Exercise description — Lay out every line of the material below as a JSON list of strings, one string per line, with any blank lines left out.

━━━━

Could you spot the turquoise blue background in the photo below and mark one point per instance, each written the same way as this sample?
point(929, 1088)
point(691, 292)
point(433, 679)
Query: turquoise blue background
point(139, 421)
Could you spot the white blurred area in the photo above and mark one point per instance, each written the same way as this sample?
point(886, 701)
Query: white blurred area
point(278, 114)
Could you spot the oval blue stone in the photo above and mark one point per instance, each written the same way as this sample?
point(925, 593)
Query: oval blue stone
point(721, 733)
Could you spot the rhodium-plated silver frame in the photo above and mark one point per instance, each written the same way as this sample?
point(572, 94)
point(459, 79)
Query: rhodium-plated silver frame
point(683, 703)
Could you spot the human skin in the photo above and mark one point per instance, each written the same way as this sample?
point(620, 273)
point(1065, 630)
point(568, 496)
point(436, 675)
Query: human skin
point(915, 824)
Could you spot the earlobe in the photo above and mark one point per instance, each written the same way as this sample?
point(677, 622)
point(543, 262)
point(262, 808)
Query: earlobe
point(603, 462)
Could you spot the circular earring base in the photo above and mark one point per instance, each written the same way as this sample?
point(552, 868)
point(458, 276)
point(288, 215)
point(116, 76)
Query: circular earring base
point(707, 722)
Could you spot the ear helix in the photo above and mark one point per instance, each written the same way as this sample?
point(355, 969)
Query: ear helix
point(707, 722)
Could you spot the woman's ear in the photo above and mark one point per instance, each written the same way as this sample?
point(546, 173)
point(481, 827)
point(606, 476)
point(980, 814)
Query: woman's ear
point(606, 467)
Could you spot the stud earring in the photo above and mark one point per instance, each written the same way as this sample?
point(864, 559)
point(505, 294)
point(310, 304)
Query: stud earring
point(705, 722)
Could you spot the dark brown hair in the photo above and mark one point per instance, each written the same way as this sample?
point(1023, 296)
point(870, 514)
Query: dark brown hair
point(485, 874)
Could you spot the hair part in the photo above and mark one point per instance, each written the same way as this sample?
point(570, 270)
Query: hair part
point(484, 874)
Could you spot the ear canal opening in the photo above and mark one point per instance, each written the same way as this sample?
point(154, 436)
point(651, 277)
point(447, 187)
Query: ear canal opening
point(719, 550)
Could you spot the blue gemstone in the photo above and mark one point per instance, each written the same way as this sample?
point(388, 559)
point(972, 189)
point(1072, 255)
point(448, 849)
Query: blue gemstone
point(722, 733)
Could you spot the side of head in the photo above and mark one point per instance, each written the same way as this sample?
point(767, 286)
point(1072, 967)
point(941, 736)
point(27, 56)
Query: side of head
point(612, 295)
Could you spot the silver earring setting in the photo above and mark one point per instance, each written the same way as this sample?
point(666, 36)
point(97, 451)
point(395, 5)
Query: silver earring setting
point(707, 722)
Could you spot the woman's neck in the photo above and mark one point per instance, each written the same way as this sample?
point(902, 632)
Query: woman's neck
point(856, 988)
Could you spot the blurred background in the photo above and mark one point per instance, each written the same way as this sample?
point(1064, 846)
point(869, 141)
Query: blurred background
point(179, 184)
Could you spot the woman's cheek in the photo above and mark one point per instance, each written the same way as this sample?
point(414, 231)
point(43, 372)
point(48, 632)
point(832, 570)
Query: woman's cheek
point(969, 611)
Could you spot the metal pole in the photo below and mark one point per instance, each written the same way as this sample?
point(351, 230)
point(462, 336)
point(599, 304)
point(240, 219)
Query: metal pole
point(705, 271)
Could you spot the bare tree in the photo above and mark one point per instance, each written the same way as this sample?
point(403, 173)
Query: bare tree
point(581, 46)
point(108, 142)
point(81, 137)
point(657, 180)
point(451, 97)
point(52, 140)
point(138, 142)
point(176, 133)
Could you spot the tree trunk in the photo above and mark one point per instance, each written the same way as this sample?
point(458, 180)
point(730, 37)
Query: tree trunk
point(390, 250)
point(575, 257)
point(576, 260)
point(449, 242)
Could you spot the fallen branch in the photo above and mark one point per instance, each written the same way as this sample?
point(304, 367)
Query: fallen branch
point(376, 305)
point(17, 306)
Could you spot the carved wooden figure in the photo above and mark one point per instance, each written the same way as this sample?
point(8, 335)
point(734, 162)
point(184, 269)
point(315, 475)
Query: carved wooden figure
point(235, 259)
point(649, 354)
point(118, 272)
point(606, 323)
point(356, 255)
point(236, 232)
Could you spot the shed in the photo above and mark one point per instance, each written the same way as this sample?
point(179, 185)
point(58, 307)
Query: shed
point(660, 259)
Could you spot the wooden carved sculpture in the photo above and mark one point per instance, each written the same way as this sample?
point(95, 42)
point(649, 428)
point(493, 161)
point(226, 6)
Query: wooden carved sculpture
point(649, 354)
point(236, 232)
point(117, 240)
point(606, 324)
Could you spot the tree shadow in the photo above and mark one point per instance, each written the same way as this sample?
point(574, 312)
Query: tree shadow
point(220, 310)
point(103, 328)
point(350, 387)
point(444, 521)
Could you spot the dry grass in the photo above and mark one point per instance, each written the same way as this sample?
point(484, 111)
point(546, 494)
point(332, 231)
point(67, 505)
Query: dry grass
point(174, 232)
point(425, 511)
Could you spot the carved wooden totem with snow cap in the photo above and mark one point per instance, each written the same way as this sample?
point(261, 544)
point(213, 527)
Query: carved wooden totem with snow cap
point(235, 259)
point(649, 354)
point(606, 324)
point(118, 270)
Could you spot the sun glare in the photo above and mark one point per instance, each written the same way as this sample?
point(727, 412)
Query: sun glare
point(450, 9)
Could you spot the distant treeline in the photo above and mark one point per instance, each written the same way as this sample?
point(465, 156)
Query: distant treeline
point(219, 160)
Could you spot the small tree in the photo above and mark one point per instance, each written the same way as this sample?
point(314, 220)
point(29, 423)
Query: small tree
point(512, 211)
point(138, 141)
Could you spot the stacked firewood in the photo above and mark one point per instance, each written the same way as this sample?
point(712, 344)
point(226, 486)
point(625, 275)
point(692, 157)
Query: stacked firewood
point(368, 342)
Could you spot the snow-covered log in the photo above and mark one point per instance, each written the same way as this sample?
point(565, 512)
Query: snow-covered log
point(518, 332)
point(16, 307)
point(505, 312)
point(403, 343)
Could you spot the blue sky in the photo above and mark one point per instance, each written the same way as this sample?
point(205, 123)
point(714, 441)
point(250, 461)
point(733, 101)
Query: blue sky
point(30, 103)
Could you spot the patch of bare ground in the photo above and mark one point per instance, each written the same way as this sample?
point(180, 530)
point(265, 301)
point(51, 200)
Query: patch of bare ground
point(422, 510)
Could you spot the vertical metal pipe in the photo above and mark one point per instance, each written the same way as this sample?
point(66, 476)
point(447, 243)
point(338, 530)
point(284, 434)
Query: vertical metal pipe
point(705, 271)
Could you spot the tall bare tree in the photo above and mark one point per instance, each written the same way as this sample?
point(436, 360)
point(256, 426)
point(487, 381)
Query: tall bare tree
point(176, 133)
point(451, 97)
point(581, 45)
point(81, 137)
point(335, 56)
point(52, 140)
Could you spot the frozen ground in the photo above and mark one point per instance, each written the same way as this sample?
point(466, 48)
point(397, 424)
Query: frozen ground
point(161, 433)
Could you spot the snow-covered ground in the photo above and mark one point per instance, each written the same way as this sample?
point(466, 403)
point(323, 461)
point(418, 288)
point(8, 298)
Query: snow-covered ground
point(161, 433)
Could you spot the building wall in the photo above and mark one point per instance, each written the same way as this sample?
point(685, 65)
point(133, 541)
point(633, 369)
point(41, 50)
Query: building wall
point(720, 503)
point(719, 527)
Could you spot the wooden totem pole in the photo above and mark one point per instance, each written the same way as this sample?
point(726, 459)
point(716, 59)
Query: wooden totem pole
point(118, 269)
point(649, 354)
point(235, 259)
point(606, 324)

━━━━

Solution below —
[
  "Could you spot the turquoise blue background in the photo below and mark one point per instance, each written the same way as this sample?",
  "point(929, 1088)",
  "point(691, 292)",
  "point(433, 679)",
  "Query: turquoise blue background",
  "point(139, 421)",
  "Could you spot the white blurred area in the photo above and mark one point per instance, each written the same way as this sample?",
  "point(886, 701)",
  "Query: white blurred area",
  "point(278, 114)",
  "Could you spot the oval blue stone in the photo above and mark one point per instance, each written the same way as this sample?",
  "point(925, 593)",
  "Query: oval blue stone",
  "point(721, 733)",
  "Could you spot the rhodium-plated silver frame in the photo above and mark one point per instance, each written the same way as this sample?",
  "point(572, 94)",
  "point(459, 79)",
  "Query: rhodium-plated silver frame",
  "point(683, 703)",
  "Could you spot the human skin in the photo above and mark one point per instance, each written the same way as this sample?",
  "point(620, 273)",
  "point(1065, 630)",
  "point(568, 496)",
  "point(436, 675)",
  "Query: human skin",
  "point(915, 824)",
  "Could you spot the earlobe in the photo above and mark one point per instance, each written the same way as this sample?",
  "point(677, 622)",
  "point(543, 262)",
  "point(262, 808)",
  "Query: earlobe",
  "point(603, 462)",
  "Could you spot the circular earring base in the photo above and mark one point per instance, each written the same way as this sample?",
  "point(552, 868)",
  "point(458, 276)",
  "point(288, 215)",
  "point(116, 76)",
  "Query: circular earring base",
  "point(707, 722)",
  "Could you spot the ear helix in the photo above and mark one point per instance, each written the same way as this sample?",
  "point(355, 969)",
  "Query: ear helix",
  "point(707, 722)",
  "Could you spot the woman's ear in the photo above and mark one point per instance, each written the same way as this sample?",
  "point(546, 173)",
  "point(481, 827)",
  "point(606, 476)",
  "point(980, 814)",
  "Query: woman's ear",
  "point(606, 467)",
  "Could you spot the stud earring in the photo above and mark one point per instance, each written the same way as this sample?",
  "point(864, 559)",
  "point(505, 294)",
  "point(310, 304)",
  "Query: stud earring",
  "point(705, 722)",
  "Could you spot the dark brown hair in the photo above and mark one point per instance, each written the same way as this sample?",
  "point(1023, 296)",
  "point(870, 514)",
  "Query: dark brown hair",
  "point(485, 874)",
  "Could you spot the hair part in the photo above and mark one point per instance, each written the same way as this sample?",
  "point(570, 270)",
  "Query: hair part",
  "point(484, 874)",
  "Could you spot the ear canal opening in the photo above and mark one point per instance, each written the same way as this sample?",
  "point(154, 436)",
  "point(651, 277)",
  "point(447, 187)",
  "Query: ear canal opening",
  "point(719, 550)",
  "Could you spot the blue gemstone in the photo above and mark one point per instance, each written the same way as this sample?",
  "point(388, 559)",
  "point(972, 189)",
  "point(1072, 255)",
  "point(448, 849)",
  "Query: blue gemstone",
  "point(722, 733)",
  "Could you spot the side of head in the photo above and mark one point per instance, each written the same way as this sample?",
  "point(767, 286)",
  "point(1072, 967)",
  "point(941, 736)",
  "point(27, 56)",
  "Query: side of head",
  "point(612, 295)",
  "Could you spot the silver earring setting in the photo above and mark one point per instance, each written the same way as this sample?",
  "point(666, 36)",
  "point(97, 451)",
  "point(395, 5)",
  "Query: silver earring setting",
  "point(707, 722)",
  "Could you spot the woman's neck in the photo above and mark one point per instance, each written the same way as this sample?",
  "point(902, 632)",
  "Query: woman's neck",
  "point(856, 988)",
  "Could you spot the blurred background in the photo above and mark one point per instance, each written the same way as this sample?",
  "point(1064, 846)",
  "point(869, 141)",
  "Query: blurred background",
  "point(179, 184)",
  "Could you spot the woman's cheek in the photo above and mark one point per instance, each written the same way as this sample?",
  "point(414, 231)",
  "point(43, 372)",
  "point(48, 632)",
  "point(832, 570)",
  "Query: woman's cheek",
  "point(969, 611)",
  "Could you spot the metal pole in the photo below and mark one point per instance, each written the same way as this sample?",
  "point(351, 230)",
  "point(462, 336)",
  "point(599, 304)",
  "point(240, 219)",
  "Query: metal pole",
  "point(705, 271)",
  "Could you spot the bare tree in the photo above and mark one point per instance, each written the same way as this sample?",
  "point(403, 173)",
  "Query: bare tree",
  "point(581, 46)",
  "point(108, 142)",
  "point(81, 137)",
  "point(657, 180)",
  "point(451, 97)",
  "point(52, 140)",
  "point(138, 142)",
  "point(176, 133)",
  "Could you spot the tree trunk in the photo above and mark one point per instance, each written the same way as this sample?",
  "point(458, 180)",
  "point(730, 37)",
  "Query: tree trunk",
  "point(390, 250)",
  "point(575, 257)",
  "point(576, 260)",
  "point(449, 242)",
  "Could you spot the fallen branch in the photo above and mark one point per instance, each written the same way as this sample?",
  "point(304, 367)",
  "Query: fallen branch",
  "point(376, 305)",
  "point(17, 306)",
  "Could you spot the carved wooden figure in the photo above and mark one point per instance, each written the same way as this sample?",
  "point(8, 335)",
  "point(734, 162)",
  "point(184, 269)",
  "point(315, 475)",
  "Query: carved wooden figure",
  "point(235, 259)",
  "point(649, 354)",
  "point(118, 272)",
  "point(606, 323)",
  "point(356, 255)",
  "point(236, 232)",
  "Could you spot the shed in the photo above and mark one point per instance, each written the same way as this sample?",
  "point(179, 185)",
  "point(58, 307)",
  "Query: shed",
  "point(660, 259)",
  "Could you spot the wooden carved sculpture in the photo above and mark one point per instance, each written the same way as this sample?",
  "point(95, 42)",
  "point(649, 428)",
  "point(493, 161)",
  "point(226, 6)",
  "Query: wooden carved sculpture",
  "point(649, 354)",
  "point(236, 232)",
  "point(117, 240)",
  "point(606, 324)",
  "Could you spot the tree shadow in the photo above and mark one point per instance, each written the same way as this sample?",
  "point(574, 312)",
  "Query: tree shadow",
  "point(220, 310)",
  "point(103, 328)",
  "point(350, 387)",
  "point(444, 521)",
  "Could you spot the dry grass in the photo above and mark one point per instance, each written the same way as this sample?",
  "point(484, 111)",
  "point(546, 494)",
  "point(332, 231)",
  "point(67, 505)",
  "Query: dry grass",
  "point(174, 232)",
  "point(425, 511)",
  "Could you spot the carved wooden totem with snow cap in the photo above and mark one point per instance, each written the same way as this sample?",
  "point(261, 544)",
  "point(213, 527)",
  "Query: carved wooden totem with snow cap",
  "point(235, 259)",
  "point(649, 354)",
  "point(606, 324)",
  "point(118, 270)",
  "Could you spot the sun glare in the photo above and mark one point per instance, each written the same way as this sample?",
  "point(727, 412)",
  "Query: sun glare",
  "point(450, 9)",
  "Could you spot the distant treeline in the photo above and mark one point per instance, each written the same way as this sample?",
  "point(465, 156)",
  "Query: distant treeline",
  "point(219, 160)",
  "Could you spot the small tree in the photo above and mark one point per instance, each written the same way as this sample?",
  "point(314, 220)",
  "point(29, 423)",
  "Query: small tree",
  "point(512, 211)",
  "point(138, 141)",
  "Could you spot the stacked firewood in the photo above and mark one point per instance, each written the same way as this sample?",
  "point(712, 344)",
  "point(226, 486)",
  "point(625, 275)",
  "point(692, 157)",
  "Query: stacked firewood",
  "point(368, 342)",
  "Could you spot the snow-covered log in the photo above and mark one point per instance, each written the same way as this sample?",
  "point(565, 512)",
  "Query: snow-covered log",
  "point(518, 332)",
  "point(16, 307)",
  "point(505, 312)",
  "point(403, 343)",
  "Could you spot the blue sky in the photo above and mark one point per instance, each written the same way as this sample?",
  "point(205, 123)",
  "point(714, 441)",
  "point(250, 461)",
  "point(733, 101)",
  "Query: blue sky",
  "point(30, 103)",
  "Could you spot the patch of bare ground in the photo above and mark one point per instance, each written the same way as this sample?",
  "point(180, 530)",
  "point(265, 301)",
  "point(51, 200)",
  "Query: patch of bare ground",
  "point(422, 510)",
  "Could you spot the vertical metal pipe in the photo above and mark one point per instance, each written the same way as this sample?",
  "point(66, 476)",
  "point(447, 243)",
  "point(338, 530)",
  "point(284, 434)",
  "Query: vertical metal pipe",
  "point(705, 271)",
  "Could you spot the tall bare tree in the photo above and mark one point per instance, each written the same way as this sample?",
  "point(436, 360)",
  "point(256, 426)",
  "point(487, 381)",
  "Query: tall bare tree",
  "point(176, 133)",
  "point(451, 97)",
  "point(581, 45)",
  "point(81, 137)",
  "point(335, 56)",
  "point(52, 140)",
  "Could you spot the frozen ground in the photo above and mark one point per instance, each written the same way as this sample?",
  "point(466, 48)",
  "point(397, 424)",
  "Query: frozen ground",
  "point(161, 433)",
  "Could you spot the snow-covered ground in the photo above and mark one point per instance, each written the same way as this sample?",
  "point(466, 403)",
  "point(323, 461)",
  "point(418, 288)",
  "point(8, 298)",
  "Query: snow-covered ground",
  "point(161, 433)",
  "Could you spot the building wall in the photo above and mark one point per instance, each written the same way as this sample?",
  "point(685, 65)",
  "point(133, 541)",
  "point(633, 369)",
  "point(41, 50)",
  "Query: building wall",
  "point(720, 503)",
  "point(719, 527)",
  "Could you spot the wooden totem pole in the photo above and mark one point per instance, each written the same way as this sample?",
  "point(726, 459)",
  "point(716, 59)",
  "Query: wooden totem pole",
  "point(118, 269)",
  "point(649, 354)",
  "point(235, 259)",
  "point(606, 324)"
]